» Text zur Analyse:
□ □ □ □ □

Langer Rede, kurzer Sinn: das Ergebnis war, dass das zentrale Steuergerät defekt war, das im Sicherungskasten untergebracht ist. Dieses Steuergerät ist neu nicht mehr bei Fiat lieferbar - es hätte um die 800 € gekostet, falls doch.
Aber ich hatte Glück im Unglück: bei Ebay fand ich einen Autoverwerter kurz hinter Frankfurt, der aus einem fast baugleichen Lancia mit Benzin-V6-Motor einen solchen Sicherungskasten anbot - und das für sagenhafte 30 €! Rein zufällig war meine Frau sogar an dem Tag gerade in Frankfurt unterwegs und sie konnte das Ersatzteil eine Stunde nach dem Kauf schon abholen und bei der Werkstatt in Berstadt abgeben.
Nach dem Ein- und sonstigen Zusammenbau und der Umprogrammierung auf den Motortyp Diesel in unserem Fiat kam dann die Ernüchterung: alles funktionierte wieder (Scheiben, Schlösser, Licht etc.) - außer dem Motor. Er wollte nicht anspringen, und das führte dann schließlich zu der Erkenntnis, dass in diesem Steuergerät die Wegfahrsperre drinstecken muss.
Das war erschreckend, aber nachdem nun die ganze Geschichte ausgestanden
ist (es geht gleich weiter), schließt sich an dieser Stelle zunächst
der Bogen zu meiner einleitenden Bemerkung über die geplante
Obsoleszenz: in diesem Steuergerät ist die Wegfahrsperre verbaut, und nur der Hersteller
ist in der Lage, mit dem Nachweis des Fahrzeugbriefs und der
Fahrgestellnummer das Steuergerät so zu programmieren, dass es zum zu
reparierenden Auto passt. Da sich Fiat durch Nichtlieferung des
Steuergeräts also offensichtlich weigert, dieses Modell Fiat Ulysse
weiter fahren zu lassen, ist dies meiner Meinung nach tatsächlich ein
Fall von gewolltem und geplantem Ausfall.

□ □ □ □ □

» Datensatz:
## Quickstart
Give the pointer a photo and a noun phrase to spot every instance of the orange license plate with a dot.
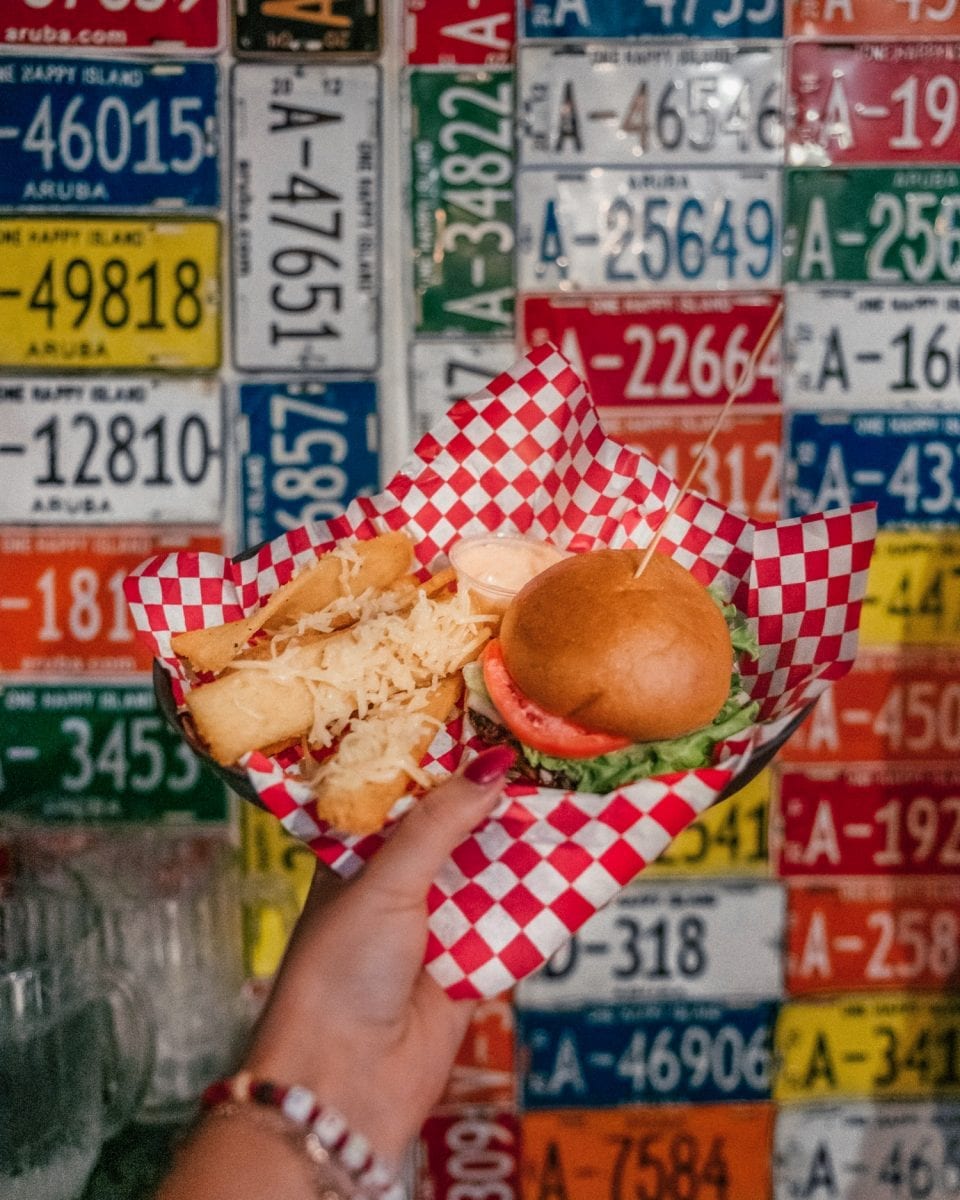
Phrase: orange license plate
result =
(741, 468)
(61, 597)
(897, 705)
(712, 1152)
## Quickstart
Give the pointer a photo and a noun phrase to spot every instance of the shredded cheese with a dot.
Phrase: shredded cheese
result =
(390, 653)
(377, 749)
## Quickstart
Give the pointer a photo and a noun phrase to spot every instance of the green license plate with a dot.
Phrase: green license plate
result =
(887, 225)
(462, 201)
(99, 753)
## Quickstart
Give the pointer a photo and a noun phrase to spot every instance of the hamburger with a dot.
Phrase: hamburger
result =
(600, 678)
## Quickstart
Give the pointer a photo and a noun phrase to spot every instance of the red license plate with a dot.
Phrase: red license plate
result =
(61, 597)
(484, 1068)
(869, 821)
(741, 468)
(474, 1153)
(895, 706)
(879, 102)
(469, 33)
(877, 934)
(112, 24)
(663, 349)
(873, 18)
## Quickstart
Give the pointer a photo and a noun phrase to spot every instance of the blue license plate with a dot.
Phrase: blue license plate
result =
(306, 451)
(117, 133)
(676, 1051)
(652, 18)
(907, 463)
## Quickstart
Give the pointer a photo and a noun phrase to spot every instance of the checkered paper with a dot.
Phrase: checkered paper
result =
(528, 454)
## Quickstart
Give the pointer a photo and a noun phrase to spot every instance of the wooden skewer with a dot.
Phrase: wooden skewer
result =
(738, 388)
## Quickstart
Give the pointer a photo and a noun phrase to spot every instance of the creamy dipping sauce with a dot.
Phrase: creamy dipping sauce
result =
(496, 568)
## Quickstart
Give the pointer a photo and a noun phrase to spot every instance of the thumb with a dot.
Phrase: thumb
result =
(437, 823)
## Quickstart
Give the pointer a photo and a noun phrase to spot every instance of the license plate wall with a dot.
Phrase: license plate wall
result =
(251, 251)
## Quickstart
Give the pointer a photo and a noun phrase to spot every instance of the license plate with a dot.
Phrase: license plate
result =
(292, 27)
(660, 349)
(471, 1153)
(619, 103)
(729, 839)
(913, 589)
(94, 451)
(873, 18)
(667, 1053)
(484, 1069)
(660, 940)
(79, 751)
(160, 25)
(712, 1152)
(871, 820)
(895, 705)
(612, 228)
(906, 463)
(444, 371)
(741, 467)
(648, 18)
(61, 597)
(462, 201)
(115, 133)
(306, 197)
(883, 1151)
(869, 1047)
(268, 850)
(873, 934)
(307, 449)
(892, 348)
(873, 225)
(93, 293)
(874, 102)
(460, 33)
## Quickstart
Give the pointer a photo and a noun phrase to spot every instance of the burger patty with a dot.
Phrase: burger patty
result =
(493, 733)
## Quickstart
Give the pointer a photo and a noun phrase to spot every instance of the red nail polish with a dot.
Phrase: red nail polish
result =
(490, 765)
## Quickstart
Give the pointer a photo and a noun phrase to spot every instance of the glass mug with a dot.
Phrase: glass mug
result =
(172, 910)
(76, 1050)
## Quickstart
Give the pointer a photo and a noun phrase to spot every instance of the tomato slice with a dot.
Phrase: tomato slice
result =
(534, 725)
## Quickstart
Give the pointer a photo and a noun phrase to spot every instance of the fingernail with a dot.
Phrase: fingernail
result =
(490, 765)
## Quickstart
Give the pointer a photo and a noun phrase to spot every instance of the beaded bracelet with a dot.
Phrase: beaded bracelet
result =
(317, 1126)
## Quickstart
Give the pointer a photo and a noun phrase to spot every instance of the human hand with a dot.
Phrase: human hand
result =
(353, 1015)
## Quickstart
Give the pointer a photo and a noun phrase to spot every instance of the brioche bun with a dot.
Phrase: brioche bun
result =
(646, 658)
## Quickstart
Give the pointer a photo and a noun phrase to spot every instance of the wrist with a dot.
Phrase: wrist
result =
(345, 1163)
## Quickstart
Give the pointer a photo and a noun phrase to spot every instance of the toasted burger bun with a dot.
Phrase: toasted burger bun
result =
(646, 658)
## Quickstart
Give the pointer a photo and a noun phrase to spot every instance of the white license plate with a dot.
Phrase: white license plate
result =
(443, 371)
(888, 1151)
(870, 348)
(657, 103)
(111, 450)
(679, 229)
(670, 940)
(306, 197)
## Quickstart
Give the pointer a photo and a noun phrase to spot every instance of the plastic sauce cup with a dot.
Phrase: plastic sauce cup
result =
(495, 567)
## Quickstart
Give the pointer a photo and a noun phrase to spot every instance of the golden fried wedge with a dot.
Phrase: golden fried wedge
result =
(357, 804)
(382, 559)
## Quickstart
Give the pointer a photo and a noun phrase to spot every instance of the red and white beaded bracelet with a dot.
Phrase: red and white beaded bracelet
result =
(317, 1125)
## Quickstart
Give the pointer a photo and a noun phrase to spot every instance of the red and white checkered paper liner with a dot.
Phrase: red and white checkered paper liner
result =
(528, 454)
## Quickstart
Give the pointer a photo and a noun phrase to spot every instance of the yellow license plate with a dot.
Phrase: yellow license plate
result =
(913, 589)
(729, 839)
(269, 851)
(79, 294)
(869, 1048)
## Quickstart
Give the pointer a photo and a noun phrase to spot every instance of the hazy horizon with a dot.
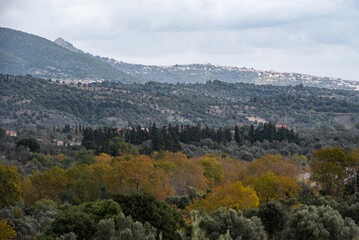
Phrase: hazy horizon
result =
(309, 37)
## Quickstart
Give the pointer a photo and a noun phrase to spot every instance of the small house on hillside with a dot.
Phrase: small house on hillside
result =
(11, 133)
(282, 126)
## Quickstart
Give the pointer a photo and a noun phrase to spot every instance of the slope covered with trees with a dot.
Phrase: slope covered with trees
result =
(28, 101)
(79, 194)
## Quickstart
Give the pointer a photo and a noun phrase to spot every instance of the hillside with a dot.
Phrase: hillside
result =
(200, 73)
(23, 53)
(28, 101)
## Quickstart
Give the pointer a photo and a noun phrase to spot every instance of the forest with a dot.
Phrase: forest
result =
(28, 102)
(179, 182)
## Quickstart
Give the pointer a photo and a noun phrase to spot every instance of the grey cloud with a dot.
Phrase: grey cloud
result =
(318, 37)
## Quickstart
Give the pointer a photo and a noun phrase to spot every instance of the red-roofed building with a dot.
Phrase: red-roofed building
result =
(11, 133)
(282, 126)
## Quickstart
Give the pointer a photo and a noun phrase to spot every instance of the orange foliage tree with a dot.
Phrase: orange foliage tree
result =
(231, 196)
(137, 174)
(272, 187)
(182, 172)
(6, 230)
(49, 185)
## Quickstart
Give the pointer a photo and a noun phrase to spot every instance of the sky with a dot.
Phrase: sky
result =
(318, 37)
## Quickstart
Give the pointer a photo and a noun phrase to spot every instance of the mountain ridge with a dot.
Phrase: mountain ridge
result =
(23, 53)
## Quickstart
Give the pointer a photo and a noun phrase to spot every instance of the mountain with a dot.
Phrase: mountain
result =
(200, 73)
(26, 101)
(23, 53)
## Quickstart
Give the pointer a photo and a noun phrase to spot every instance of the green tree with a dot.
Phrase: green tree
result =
(329, 170)
(218, 223)
(273, 216)
(320, 223)
(144, 207)
(31, 143)
(10, 189)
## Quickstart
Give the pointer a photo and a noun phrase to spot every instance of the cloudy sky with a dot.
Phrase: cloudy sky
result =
(319, 37)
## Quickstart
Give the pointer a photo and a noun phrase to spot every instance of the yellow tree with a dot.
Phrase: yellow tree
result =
(137, 174)
(10, 185)
(271, 187)
(329, 170)
(181, 172)
(6, 230)
(85, 181)
(103, 158)
(231, 196)
(212, 169)
(353, 157)
(49, 185)
(277, 164)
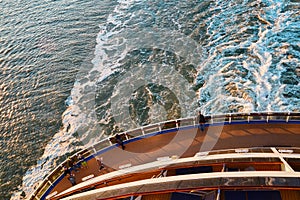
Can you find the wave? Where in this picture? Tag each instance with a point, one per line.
(156, 61)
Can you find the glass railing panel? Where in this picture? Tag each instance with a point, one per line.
(294, 118)
(168, 125)
(258, 117)
(239, 118)
(151, 129)
(42, 191)
(186, 122)
(260, 150)
(55, 175)
(134, 133)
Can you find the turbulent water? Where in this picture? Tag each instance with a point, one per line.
(74, 72)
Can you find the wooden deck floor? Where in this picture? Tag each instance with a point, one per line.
(185, 143)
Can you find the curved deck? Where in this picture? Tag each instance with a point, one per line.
(181, 139)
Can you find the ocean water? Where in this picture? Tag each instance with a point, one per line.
(74, 72)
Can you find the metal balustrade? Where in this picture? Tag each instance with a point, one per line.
(57, 174)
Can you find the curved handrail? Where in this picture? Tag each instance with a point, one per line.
(57, 173)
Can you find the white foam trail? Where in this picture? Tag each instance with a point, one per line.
(75, 118)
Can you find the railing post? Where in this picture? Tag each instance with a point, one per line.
(143, 131)
(109, 141)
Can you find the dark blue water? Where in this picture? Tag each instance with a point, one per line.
(73, 72)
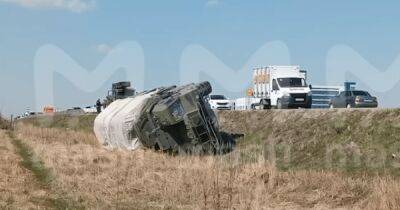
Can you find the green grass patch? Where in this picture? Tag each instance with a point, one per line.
(44, 175)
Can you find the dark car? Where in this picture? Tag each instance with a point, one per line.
(354, 99)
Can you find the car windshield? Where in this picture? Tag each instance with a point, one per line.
(292, 82)
(217, 97)
(361, 93)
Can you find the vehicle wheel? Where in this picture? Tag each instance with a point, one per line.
(279, 104)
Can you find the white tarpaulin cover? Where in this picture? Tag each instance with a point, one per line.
(113, 125)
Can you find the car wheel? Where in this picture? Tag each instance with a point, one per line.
(279, 104)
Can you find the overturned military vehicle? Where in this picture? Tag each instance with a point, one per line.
(169, 119)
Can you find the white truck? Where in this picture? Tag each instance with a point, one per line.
(277, 86)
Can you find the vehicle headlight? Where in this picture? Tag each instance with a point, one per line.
(177, 110)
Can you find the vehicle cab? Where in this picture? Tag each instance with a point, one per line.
(219, 102)
(289, 90)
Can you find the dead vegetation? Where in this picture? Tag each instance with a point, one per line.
(18, 187)
(243, 179)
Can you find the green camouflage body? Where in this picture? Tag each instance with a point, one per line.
(178, 118)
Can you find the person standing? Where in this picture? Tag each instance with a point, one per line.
(98, 106)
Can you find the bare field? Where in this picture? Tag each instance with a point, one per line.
(93, 177)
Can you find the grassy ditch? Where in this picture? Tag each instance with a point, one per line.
(44, 175)
(353, 141)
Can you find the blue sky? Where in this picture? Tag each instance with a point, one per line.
(231, 29)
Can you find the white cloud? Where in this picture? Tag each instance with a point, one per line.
(213, 3)
(77, 6)
(103, 48)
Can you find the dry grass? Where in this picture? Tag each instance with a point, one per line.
(18, 187)
(104, 179)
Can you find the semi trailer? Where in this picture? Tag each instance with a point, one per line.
(277, 86)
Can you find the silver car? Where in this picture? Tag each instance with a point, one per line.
(354, 99)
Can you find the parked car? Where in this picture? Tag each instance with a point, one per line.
(90, 109)
(354, 99)
(219, 102)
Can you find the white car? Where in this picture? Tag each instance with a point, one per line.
(90, 109)
(219, 102)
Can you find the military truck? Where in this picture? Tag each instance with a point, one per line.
(176, 119)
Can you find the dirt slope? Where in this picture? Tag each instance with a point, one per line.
(355, 141)
(243, 179)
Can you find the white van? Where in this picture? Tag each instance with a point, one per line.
(219, 102)
(280, 87)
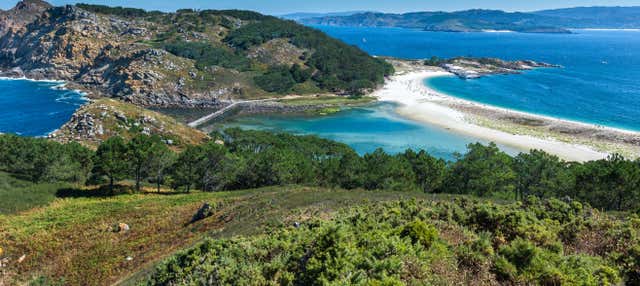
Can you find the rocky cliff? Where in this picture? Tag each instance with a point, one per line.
(183, 59)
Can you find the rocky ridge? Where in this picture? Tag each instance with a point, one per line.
(103, 118)
(470, 68)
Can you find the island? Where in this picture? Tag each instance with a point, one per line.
(470, 68)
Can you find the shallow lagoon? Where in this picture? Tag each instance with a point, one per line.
(365, 129)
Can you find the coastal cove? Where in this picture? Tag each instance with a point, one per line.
(365, 129)
(36, 108)
(597, 81)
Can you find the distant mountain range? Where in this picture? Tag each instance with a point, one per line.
(302, 15)
(547, 21)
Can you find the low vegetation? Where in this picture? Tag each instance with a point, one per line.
(485, 218)
(225, 38)
(423, 242)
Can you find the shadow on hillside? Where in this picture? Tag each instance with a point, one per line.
(103, 191)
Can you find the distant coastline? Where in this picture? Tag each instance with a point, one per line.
(570, 140)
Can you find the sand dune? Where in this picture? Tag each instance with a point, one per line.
(418, 102)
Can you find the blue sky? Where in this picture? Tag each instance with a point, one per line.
(288, 6)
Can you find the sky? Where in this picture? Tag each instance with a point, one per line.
(279, 7)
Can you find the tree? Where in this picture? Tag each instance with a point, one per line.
(184, 170)
(430, 171)
(541, 174)
(613, 183)
(215, 167)
(111, 160)
(159, 161)
(384, 171)
(139, 151)
(484, 170)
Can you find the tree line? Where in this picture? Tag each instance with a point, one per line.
(240, 159)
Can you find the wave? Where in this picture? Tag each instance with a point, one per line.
(33, 80)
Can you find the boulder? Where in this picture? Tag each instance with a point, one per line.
(203, 212)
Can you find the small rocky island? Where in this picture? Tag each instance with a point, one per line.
(470, 68)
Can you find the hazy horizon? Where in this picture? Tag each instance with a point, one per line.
(283, 7)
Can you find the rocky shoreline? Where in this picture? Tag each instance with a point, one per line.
(472, 68)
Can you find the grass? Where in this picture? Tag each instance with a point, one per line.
(17, 195)
(104, 112)
(70, 239)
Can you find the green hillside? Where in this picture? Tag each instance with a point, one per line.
(183, 59)
(334, 217)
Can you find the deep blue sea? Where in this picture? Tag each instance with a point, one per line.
(599, 82)
(35, 108)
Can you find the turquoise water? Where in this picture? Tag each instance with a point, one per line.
(600, 81)
(366, 129)
(35, 108)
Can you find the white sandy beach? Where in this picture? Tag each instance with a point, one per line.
(418, 102)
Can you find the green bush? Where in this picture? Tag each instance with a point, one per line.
(420, 232)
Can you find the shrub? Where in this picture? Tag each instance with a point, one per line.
(420, 232)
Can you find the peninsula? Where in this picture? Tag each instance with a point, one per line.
(573, 141)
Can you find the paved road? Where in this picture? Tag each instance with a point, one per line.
(220, 112)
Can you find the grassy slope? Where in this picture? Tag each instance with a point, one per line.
(17, 195)
(104, 111)
(70, 238)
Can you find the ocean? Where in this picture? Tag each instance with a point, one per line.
(35, 108)
(599, 82)
(365, 129)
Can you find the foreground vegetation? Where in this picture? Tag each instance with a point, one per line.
(540, 220)
(424, 242)
(76, 239)
(237, 159)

□ □ □ □ □

» Aufgabe:
Beantworte die folgenden Fragen zum Text über die Autoreparatur knapp.
(a) Wie viel hätte das Steuergerät neu bei Fiat ungefähr gekostet?
(b) Zu welchem Preis bot der Autoverwerter den Sicherungskasten an?
(c) Was funktionierte nach dem Einbau und der Umprogrammierung als Einziges nicht?

» Schriftliche Lösung:
(a) Um die 800 €.
(b) Für 30 €.
(c) Der Motor, er sprang nicht an.